> _PROBLEM REQUIREMENTS_: Your job is to give again, exactly and with no additions, the lines in the records below from the one with "the footbridge walkway" through the one with "the window shutter", both included. Omit the pictures.

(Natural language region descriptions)
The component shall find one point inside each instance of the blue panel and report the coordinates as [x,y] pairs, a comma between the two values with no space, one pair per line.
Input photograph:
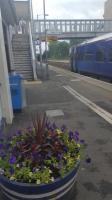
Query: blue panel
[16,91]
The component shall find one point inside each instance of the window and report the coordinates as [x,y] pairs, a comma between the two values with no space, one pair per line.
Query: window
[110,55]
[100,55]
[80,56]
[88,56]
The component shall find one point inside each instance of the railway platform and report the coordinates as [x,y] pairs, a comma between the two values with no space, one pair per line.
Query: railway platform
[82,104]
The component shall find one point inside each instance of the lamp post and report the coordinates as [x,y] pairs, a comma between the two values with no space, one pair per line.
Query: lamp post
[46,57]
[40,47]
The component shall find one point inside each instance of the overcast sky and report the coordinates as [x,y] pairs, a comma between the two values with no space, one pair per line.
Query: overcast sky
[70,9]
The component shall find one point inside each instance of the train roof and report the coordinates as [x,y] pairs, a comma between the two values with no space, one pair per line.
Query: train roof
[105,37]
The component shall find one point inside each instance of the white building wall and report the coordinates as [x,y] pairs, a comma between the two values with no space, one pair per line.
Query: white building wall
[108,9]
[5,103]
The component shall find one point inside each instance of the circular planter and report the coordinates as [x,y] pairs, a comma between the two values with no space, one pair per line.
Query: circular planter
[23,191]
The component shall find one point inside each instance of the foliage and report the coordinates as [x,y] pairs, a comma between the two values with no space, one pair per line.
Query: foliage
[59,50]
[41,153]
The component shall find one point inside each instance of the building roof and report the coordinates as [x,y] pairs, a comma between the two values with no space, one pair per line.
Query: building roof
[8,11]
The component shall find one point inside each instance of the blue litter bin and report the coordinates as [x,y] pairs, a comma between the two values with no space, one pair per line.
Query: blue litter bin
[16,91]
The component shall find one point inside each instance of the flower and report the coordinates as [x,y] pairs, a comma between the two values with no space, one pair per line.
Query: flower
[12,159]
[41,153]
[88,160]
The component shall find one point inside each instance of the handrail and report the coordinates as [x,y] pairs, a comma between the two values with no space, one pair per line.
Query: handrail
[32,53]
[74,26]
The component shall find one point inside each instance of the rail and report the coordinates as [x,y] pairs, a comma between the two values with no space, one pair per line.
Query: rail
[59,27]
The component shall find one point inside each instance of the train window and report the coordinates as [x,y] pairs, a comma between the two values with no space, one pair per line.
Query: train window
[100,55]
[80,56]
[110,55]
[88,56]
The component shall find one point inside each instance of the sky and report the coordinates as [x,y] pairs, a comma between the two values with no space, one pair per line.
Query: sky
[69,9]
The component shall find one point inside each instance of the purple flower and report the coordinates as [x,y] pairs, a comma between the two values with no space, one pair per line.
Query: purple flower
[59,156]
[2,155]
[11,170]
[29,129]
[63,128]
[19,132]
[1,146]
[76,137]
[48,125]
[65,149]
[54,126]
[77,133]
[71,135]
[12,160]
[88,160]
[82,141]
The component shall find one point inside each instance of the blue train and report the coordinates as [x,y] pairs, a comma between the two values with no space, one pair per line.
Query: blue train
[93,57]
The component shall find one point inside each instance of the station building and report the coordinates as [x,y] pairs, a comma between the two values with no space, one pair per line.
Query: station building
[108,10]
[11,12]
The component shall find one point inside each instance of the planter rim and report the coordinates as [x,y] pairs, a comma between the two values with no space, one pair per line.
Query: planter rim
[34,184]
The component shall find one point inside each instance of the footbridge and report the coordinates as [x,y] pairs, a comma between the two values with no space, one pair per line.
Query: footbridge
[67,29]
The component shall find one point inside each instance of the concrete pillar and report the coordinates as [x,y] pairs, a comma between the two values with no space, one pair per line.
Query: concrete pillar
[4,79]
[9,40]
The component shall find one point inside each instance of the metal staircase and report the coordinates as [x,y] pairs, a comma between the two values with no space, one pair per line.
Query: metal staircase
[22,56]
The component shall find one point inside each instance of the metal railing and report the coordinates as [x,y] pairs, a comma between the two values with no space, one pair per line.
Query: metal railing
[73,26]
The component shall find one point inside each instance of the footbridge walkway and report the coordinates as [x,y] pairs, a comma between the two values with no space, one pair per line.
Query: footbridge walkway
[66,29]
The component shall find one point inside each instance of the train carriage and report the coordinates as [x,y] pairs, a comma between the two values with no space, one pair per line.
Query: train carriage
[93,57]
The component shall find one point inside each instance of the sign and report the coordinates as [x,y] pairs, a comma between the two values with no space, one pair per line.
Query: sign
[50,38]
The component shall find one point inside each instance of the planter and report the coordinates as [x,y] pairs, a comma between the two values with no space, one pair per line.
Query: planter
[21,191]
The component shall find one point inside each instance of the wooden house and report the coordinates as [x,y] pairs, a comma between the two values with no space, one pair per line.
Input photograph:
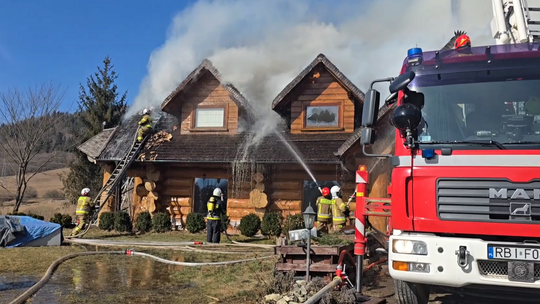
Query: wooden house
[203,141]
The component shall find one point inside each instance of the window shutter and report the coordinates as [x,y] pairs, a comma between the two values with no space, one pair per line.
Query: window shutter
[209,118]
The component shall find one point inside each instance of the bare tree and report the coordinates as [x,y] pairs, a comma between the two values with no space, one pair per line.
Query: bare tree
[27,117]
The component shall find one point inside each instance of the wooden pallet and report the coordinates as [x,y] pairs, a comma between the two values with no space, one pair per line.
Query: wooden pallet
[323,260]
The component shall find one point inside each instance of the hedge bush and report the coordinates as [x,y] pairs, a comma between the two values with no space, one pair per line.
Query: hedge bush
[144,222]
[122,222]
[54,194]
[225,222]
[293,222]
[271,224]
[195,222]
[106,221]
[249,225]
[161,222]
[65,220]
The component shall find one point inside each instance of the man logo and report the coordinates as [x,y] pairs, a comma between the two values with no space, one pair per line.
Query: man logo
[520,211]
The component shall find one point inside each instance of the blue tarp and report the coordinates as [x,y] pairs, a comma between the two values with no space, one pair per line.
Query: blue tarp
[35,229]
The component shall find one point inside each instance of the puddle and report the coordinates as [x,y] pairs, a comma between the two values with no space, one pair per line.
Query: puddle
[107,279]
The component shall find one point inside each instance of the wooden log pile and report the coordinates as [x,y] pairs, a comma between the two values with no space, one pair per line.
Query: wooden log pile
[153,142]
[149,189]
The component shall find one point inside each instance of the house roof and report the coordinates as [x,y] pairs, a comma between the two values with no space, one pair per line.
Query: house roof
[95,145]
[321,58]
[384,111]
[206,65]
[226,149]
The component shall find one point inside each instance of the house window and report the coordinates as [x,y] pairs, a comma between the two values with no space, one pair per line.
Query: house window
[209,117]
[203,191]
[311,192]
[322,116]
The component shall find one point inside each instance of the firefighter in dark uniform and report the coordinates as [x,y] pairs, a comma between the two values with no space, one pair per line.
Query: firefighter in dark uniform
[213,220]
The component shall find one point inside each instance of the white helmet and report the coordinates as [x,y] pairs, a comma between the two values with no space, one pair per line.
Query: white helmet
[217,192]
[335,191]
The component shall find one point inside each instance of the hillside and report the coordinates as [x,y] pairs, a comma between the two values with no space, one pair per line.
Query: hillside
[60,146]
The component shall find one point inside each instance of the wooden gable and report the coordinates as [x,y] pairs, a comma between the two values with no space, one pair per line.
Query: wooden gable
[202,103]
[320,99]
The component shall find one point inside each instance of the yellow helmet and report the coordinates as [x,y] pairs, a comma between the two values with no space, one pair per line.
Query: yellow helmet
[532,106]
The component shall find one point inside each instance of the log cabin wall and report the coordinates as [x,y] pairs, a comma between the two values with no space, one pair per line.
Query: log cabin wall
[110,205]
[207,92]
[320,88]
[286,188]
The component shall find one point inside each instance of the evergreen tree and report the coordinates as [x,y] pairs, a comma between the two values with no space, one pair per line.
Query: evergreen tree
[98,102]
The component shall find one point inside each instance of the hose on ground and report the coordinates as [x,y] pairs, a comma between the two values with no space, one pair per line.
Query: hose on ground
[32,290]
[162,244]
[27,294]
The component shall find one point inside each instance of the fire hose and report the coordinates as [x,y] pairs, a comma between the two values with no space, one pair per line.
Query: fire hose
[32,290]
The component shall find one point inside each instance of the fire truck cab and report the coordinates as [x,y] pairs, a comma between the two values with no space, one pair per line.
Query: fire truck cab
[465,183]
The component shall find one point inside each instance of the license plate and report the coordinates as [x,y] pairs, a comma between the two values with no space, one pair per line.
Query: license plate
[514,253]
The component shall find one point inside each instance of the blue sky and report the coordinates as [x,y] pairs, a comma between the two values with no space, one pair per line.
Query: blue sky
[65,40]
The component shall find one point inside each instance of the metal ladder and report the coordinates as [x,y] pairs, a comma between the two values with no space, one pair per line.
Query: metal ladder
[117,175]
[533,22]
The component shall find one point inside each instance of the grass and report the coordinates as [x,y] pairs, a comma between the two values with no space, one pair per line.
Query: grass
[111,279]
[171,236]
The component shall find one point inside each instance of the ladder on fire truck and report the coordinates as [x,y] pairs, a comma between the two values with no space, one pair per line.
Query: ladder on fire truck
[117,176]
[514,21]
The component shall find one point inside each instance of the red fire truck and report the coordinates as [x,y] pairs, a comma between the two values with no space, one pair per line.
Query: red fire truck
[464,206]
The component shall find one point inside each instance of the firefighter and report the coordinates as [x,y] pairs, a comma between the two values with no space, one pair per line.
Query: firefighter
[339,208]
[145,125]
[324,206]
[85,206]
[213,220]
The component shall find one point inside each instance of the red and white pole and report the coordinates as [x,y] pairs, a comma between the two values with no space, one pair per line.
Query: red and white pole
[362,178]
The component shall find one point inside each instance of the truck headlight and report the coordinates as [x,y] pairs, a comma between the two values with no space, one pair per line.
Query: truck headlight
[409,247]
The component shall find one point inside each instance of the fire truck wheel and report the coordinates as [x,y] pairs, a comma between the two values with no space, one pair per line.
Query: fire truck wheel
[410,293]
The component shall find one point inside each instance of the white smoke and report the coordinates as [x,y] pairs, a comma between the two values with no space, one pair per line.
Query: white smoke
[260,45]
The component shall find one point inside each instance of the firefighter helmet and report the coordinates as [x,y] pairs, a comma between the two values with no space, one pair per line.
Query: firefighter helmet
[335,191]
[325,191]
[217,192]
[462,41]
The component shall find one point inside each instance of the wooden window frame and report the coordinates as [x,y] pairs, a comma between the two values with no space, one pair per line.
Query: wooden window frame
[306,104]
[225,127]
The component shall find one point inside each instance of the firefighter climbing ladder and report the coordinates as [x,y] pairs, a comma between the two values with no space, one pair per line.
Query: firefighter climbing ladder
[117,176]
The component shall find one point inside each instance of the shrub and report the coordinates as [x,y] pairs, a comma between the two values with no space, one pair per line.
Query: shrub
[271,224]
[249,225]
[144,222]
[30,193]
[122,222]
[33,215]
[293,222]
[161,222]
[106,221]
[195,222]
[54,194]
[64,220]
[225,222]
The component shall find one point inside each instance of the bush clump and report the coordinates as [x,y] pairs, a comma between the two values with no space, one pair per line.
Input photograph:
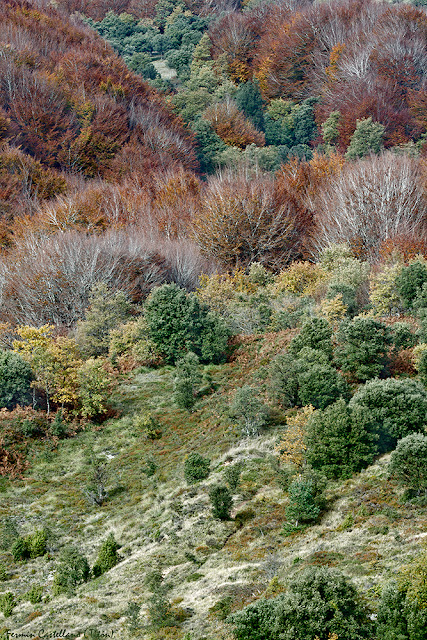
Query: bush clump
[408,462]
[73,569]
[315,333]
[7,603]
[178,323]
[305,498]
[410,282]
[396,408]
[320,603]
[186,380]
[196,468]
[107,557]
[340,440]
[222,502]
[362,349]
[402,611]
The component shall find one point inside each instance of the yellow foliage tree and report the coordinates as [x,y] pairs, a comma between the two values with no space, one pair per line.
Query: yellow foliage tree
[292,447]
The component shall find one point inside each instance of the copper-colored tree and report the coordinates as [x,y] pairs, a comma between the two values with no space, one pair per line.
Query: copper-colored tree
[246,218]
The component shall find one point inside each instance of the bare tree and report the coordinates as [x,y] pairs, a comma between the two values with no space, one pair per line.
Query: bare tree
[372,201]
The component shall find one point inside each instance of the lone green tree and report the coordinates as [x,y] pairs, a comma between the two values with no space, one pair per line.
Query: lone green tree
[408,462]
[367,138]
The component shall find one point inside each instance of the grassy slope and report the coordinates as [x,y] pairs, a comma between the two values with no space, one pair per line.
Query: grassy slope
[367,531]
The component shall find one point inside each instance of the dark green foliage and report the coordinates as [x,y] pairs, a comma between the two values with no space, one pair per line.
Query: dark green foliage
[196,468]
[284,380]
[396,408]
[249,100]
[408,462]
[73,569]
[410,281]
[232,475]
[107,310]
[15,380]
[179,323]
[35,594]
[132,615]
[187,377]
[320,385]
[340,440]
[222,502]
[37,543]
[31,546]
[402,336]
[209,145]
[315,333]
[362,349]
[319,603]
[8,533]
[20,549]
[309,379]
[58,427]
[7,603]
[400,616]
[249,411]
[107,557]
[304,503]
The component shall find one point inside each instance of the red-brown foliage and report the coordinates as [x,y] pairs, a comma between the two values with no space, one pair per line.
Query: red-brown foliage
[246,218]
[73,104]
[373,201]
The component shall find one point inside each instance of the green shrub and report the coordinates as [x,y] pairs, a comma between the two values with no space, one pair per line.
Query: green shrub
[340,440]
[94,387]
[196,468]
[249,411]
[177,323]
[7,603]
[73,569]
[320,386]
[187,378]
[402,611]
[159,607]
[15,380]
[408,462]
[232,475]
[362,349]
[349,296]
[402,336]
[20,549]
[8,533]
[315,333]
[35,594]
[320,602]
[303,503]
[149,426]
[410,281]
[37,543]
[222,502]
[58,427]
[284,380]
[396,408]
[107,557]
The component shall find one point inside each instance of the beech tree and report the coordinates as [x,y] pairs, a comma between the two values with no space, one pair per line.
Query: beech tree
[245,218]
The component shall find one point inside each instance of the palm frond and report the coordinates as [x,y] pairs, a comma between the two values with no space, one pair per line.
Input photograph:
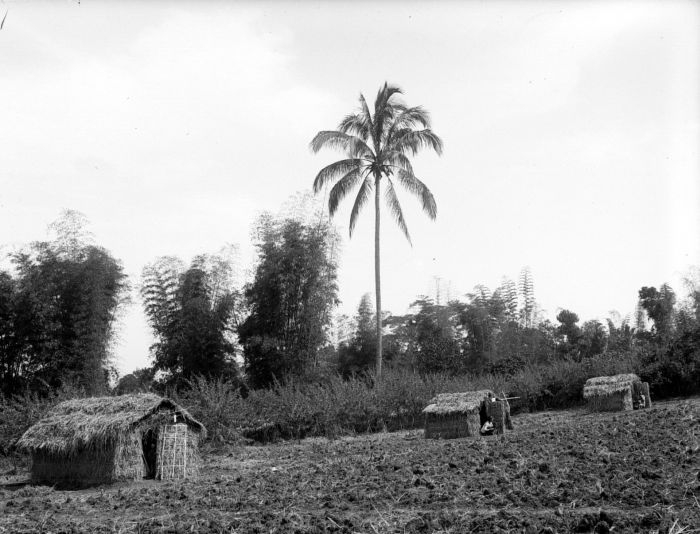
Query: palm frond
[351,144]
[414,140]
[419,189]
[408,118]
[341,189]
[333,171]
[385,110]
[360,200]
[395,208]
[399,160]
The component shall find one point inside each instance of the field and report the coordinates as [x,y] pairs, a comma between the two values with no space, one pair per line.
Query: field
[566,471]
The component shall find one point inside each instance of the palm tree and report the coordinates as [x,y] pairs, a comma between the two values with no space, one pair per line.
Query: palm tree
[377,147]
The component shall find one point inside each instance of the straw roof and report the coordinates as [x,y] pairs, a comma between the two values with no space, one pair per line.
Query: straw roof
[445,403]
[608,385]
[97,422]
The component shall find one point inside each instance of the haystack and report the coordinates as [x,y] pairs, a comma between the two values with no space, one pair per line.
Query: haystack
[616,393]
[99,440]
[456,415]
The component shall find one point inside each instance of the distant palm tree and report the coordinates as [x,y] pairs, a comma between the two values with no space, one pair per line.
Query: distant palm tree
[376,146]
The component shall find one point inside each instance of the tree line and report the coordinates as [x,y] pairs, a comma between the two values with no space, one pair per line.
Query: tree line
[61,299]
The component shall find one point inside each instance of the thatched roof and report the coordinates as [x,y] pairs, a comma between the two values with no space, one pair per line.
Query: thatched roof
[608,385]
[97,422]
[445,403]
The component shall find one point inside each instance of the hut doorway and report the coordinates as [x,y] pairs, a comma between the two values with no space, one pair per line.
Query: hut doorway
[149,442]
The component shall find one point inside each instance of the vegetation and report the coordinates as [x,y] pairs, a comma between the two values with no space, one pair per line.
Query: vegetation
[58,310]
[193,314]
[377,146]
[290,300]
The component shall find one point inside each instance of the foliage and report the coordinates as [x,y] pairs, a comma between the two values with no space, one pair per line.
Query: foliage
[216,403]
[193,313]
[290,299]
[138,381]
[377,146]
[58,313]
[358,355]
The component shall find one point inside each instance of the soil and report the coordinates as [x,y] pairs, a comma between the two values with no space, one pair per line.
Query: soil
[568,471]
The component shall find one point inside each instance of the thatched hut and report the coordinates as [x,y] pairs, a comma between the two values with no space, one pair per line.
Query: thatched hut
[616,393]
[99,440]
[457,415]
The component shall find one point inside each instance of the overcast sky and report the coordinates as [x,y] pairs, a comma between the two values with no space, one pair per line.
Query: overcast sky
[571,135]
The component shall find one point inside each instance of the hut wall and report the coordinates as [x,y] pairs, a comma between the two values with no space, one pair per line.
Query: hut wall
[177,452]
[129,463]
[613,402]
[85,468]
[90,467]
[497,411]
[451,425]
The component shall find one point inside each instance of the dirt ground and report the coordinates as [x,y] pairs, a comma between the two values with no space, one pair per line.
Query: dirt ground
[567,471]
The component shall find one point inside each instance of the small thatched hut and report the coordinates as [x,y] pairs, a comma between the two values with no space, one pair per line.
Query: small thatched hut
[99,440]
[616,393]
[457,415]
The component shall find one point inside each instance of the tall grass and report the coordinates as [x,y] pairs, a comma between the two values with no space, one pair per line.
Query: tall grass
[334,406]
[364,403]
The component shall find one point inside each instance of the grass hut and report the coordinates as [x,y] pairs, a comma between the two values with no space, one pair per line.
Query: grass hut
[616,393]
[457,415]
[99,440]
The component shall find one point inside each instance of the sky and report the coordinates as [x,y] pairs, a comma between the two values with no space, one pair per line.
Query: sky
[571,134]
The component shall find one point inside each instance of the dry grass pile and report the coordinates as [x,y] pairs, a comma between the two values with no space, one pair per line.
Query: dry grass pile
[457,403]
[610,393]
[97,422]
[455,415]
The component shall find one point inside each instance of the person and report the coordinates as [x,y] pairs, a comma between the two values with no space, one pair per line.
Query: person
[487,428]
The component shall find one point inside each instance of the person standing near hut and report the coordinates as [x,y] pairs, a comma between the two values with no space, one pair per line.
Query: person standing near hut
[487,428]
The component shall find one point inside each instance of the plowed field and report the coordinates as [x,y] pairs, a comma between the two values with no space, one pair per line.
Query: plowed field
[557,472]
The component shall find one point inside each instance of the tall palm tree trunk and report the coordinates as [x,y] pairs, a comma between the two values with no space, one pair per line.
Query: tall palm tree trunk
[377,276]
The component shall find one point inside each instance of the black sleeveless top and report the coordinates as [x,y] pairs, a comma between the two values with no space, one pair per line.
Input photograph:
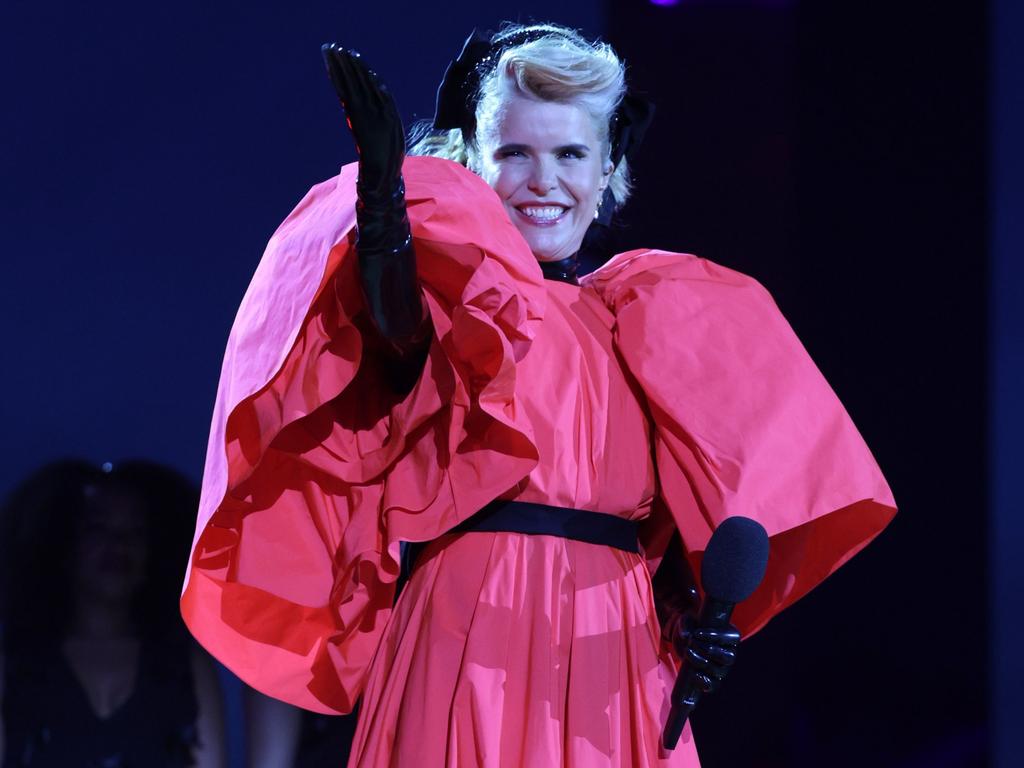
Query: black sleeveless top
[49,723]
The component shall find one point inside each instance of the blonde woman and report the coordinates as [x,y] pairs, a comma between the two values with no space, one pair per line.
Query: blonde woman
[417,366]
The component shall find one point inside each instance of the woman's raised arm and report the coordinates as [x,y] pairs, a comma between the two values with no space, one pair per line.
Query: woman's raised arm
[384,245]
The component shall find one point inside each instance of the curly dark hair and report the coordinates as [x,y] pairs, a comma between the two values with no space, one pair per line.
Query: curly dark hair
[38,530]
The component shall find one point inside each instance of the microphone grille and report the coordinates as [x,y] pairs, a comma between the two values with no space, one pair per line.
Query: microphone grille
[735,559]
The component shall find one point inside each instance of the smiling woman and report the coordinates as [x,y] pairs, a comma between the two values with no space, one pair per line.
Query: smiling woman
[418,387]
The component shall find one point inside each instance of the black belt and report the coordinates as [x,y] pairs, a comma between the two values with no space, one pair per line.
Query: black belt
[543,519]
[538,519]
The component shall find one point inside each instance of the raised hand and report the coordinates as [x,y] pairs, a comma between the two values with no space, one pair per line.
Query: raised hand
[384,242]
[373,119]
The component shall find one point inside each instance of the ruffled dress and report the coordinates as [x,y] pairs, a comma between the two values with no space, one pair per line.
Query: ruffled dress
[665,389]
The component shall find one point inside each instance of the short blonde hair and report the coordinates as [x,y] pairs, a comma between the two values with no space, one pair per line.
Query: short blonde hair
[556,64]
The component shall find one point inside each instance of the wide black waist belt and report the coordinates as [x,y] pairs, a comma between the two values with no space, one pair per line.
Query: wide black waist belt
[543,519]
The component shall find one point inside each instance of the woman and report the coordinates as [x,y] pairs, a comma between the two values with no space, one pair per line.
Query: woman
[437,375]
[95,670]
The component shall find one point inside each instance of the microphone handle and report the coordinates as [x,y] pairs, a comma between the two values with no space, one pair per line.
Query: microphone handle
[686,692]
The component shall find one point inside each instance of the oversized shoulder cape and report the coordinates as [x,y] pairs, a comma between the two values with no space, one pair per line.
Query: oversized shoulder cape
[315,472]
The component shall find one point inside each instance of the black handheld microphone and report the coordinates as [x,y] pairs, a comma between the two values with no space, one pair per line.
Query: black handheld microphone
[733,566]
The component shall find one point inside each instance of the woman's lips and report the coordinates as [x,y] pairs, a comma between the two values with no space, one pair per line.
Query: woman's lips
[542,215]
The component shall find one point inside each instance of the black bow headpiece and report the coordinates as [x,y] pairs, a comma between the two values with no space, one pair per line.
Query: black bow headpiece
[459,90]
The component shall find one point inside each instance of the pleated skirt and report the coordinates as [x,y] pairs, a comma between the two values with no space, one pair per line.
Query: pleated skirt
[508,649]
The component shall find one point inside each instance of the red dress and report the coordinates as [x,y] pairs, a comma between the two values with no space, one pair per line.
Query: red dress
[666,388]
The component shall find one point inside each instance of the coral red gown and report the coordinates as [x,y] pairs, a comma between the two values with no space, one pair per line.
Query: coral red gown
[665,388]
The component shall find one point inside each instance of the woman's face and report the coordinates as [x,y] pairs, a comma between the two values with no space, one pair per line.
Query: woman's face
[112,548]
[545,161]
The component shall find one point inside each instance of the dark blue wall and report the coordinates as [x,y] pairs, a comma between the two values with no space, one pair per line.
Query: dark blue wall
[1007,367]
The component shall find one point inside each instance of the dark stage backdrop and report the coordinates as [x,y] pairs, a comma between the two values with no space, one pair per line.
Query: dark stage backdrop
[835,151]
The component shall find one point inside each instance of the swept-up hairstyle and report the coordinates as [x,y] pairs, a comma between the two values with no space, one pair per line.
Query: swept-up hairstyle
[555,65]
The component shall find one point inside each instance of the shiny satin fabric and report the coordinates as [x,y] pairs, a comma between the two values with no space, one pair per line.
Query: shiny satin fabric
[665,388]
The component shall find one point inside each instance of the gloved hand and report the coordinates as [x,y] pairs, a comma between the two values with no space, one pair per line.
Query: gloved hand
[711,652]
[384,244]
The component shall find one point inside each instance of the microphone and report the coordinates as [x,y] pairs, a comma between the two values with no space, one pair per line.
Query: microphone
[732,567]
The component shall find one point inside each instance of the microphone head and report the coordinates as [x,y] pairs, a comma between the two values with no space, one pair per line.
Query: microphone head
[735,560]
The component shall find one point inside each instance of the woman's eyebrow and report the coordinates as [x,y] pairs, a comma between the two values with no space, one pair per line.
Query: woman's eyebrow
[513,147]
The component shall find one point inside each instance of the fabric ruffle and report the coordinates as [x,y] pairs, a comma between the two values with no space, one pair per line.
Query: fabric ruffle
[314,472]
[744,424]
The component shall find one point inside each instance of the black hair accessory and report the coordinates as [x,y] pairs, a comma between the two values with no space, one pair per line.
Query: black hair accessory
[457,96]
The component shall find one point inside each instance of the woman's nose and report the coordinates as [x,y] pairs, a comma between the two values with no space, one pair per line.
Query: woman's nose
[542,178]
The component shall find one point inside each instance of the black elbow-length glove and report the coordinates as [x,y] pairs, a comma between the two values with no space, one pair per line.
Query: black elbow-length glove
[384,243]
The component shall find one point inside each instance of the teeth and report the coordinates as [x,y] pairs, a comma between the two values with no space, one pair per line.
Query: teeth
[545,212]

> _TASK SOLUTION_:
The component shall find one point inside each instance of the footbridge walkway and report the coordinates as [x,y] pairs, a comma between the two values with no space, one pair per line.
Query: footbridge walkway
[66,29]
The component shall find one point inside each instance of the train carriage and report the coordinates as [x,y] pairs, a comma between the two values with no space, one pair per line.
Query: train carriage
[93,57]
The component shall find one point inside each instance of the sign and report the coordinates as [x,y] pairs, a comma between the two values with no space, one pair per line.
Query: sign
[50,38]
The component shall find one point inside each instance of the planter and report the coordinates as [x,y] pairs, a comma between the two values with no space, one pair per line.
Query: planter
[21,191]
The component shall find one point inside each instance of the wooden house and report the coordinates as [x,y] pairs, a comma between the two values with no space, one pair per line.
Input photograph:
Query: wooden house
[203,141]
The component shall find one point inside each instance of the window shutter and report the coordinates as [x,y] pairs, a comma between the two values with no space, one pair per line.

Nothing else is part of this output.